(OBJECTIVE) Copy every record below, exactly as written.

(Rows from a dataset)
--- START ---

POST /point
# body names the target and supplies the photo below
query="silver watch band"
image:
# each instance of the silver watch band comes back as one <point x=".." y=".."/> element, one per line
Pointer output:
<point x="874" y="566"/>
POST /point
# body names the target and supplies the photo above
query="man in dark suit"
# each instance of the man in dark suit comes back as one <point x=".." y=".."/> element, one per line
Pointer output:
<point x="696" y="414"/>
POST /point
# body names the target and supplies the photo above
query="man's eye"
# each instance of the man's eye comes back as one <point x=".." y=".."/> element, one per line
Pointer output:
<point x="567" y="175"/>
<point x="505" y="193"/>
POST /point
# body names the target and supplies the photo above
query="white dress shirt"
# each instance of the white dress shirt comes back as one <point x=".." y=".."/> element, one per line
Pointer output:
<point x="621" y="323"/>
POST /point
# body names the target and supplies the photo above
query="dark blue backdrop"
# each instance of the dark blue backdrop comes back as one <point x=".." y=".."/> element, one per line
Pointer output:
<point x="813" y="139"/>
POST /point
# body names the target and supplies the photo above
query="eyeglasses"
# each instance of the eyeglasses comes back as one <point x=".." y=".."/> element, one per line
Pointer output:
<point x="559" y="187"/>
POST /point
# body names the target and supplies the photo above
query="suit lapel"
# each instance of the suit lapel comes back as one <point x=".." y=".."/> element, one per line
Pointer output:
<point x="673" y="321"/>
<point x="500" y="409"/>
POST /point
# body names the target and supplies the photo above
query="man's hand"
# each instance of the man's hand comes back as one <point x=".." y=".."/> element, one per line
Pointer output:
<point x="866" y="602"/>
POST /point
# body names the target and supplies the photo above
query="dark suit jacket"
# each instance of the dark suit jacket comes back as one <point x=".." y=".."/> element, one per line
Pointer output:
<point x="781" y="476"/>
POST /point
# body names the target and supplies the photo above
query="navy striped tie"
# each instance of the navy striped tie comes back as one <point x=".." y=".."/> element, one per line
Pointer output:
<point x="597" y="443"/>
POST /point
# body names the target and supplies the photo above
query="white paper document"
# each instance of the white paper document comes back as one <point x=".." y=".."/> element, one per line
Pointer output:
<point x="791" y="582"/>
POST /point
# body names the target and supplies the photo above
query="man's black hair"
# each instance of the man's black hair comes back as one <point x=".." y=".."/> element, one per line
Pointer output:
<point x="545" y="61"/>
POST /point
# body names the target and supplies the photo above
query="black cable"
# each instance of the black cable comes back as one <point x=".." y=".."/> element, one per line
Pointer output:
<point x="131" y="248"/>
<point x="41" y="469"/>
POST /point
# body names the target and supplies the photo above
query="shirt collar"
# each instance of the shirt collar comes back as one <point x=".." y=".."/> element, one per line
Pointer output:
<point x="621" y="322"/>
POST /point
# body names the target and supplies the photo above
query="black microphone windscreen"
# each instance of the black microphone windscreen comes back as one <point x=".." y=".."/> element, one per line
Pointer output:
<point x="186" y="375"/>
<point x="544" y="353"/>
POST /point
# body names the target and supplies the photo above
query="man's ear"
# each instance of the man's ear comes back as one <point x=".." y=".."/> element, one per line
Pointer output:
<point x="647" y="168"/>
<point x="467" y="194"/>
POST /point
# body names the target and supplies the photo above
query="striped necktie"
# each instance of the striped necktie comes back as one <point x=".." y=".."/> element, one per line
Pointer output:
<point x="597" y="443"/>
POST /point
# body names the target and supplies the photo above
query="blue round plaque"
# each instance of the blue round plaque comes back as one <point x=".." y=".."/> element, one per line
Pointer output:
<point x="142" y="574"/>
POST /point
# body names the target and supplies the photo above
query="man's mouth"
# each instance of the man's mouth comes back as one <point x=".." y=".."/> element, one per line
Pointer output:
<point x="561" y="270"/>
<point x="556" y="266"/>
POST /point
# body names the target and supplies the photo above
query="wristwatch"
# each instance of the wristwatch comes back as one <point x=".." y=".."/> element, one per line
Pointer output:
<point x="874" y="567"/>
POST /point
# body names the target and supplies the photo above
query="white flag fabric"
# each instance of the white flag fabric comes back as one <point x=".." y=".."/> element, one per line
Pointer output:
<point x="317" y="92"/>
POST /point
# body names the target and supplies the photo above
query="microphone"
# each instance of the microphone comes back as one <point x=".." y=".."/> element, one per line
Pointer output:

--- END ---

(EXERCISE OUTPUT)
POST /point
# body names the target and supplies the photo below
query="silver watch band"
image:
# each instance of the silver watch band comes back as one <point x=".." y=".."/> element, one per line
Pointer output:
<point x="874" y="566"/>
POST /point
# body names the target and supplies the photo above
query="man in dark suit"
# each instance of the man in dark suit comes back as one <point x=".." y=".."/> element, one per line
Pointer output:
<point x="696" y="414"/>
POST /point
# body names the target and supplies the photo above
query="man's eye"
# each instance of the man's eye comes back as one <point x=".." y=".."/> element, one per line
Pointer output:
<point x="567" y="175"/>
<point x="505" y="193"/>
POST /point
# body names the target and supplies the photo above
query="white dress shirt"
# each instance of the white dress shirt comes back as one <point x=".." y=".."/> element, one per line
Pointer output:
<point x="621" y="323"/>
POST /point
# body names the target and supplies the photo above
query="dark blue backdrop"
# each instance of the dark blue backdrop comes back as one <point x=".." y=".."/> element, one per line
Pointer output:
<point x="813" y="139"/>
POST /point
# body names the target and supplies the photo above
query="eyeglasses"
# each instance of the eyeglasses comes back as one <point x=".." y=".."/> element, one per line
Pointer output:
<point x="559" y="187"/>
POST /point
# body names the target and supplies the photo above
query="suit lapel"
# each instance of the suit lapel comes back as one <point x=".." y=".."/> element, one per line
Pointer output:
<point x="673" y="321"/>
<point x="500" y="409"/>
POST /point
# body names the target and supplies the photo above
query="man's hand"
# each instance of the man's hand comes back as one <point x=".." y=".."/> element, one per line
Pointer output:
<point x="866" y="602"/>
POST /point
# body names the target and supplies the photo above
query="dark suit jacket"
# each instance of the dark suit jacket comes back as one <point x=".." y=".."/> element, one per line
Pointer output:
<point x="781" y="476"/>
POST /point
# body names the target and supplies the photo above
query="navy striped tie"
# each instance of the navy striped tie comes back as one <point x=".." y=".."/> element, one per line
Pointer output:
<point x="597" y="443"/>
POST /point
# body names the target and supplies the photo above
query="white paper document"
# each instance of the white paper document comes back as one <point x=".." y=".."/> element, one per line
Pointer output:
<point x="791" y="582"/>
POST /point
# body names the target and supplies the photo above
query="man's black hair"
# each instance of the man's black hair comes back as one <point x=".." y=".."/> element, one per line
Pointer output:
<point x="545" y="61"/>
POST /point
# body names the target and supplies the photo above
query="black cable"
# each instance of the black cable comes back as one <point x=".." y=".."/> element, one per line
Pointer output:
<point x="131" y="248"/>
<point x="41" y="469"/>
POST /point
# body names the target and supplies the photo above
query="shirt collar"
# each instance of the shirt collar comes back as one <point x=".." y=".."/> element, one per line
Pointer output:
<point x="621" y="322"/>
POST /point
# body names the target and supplies the photo above
query="black microphone windscreen"
# each instance of the black microphone windscreen comes back as one <point x=".." y=".."/> element, one per line
Pointer output:
<point x="186" y="375"/>
<point x="544" y="353"/>
POST /point
# body names the target and supplies the photo above
query="man's ear"
# each instance of the man's ear comes back as one <point x=".." y=".."/> element, one per line
Pointer output:
<point x="647" y="168"/>
<point x="467" y="194"/>
POST /point
# body names the target and supplies the photo above
query="striped necktie"
# each instance of the striped necktie comes back as one <point x=".." y=".."/> element, one per line
Pointer output:
<point x="597" y="443"/>
POST /point
# body names the target and supplies the photo above
query="blue round plaque"
# each instance of the blue round plaque comes back as one <point x=".." y=".."/> element, one per line
Pointer output:
<point x="142" y="574"/>
POST /point
# body names the target and supplies the photo above
query="man's mouth"
# each instance of the man's mouth comes back as one <point x=".." y=".."/> element, one per line
Pointer output:
<point x="561" y="270"/>
<point x="556" y="266"/>
POST /point
# body names the target and supplies the photo above
query="wristwatch"
# each instance of the wristwatch comes back as one <point x=".." y=".."/> element, one per line
Pointer output:
<point x="874" y="567"/>
POST /point
# body names the target and supplies the photo above
query="white flag fabric"
# each instance of the white flag fabric comes back as one <point x=".." y=".."/> element, one per line
Pointer output:
<point x="317" y="92"/>
POST /point
# body names the target and supplies the photo above
query="microphone"
# each instance of the microphone comes back as one <point x=".." y=".."/> element, one per line
Pointer output:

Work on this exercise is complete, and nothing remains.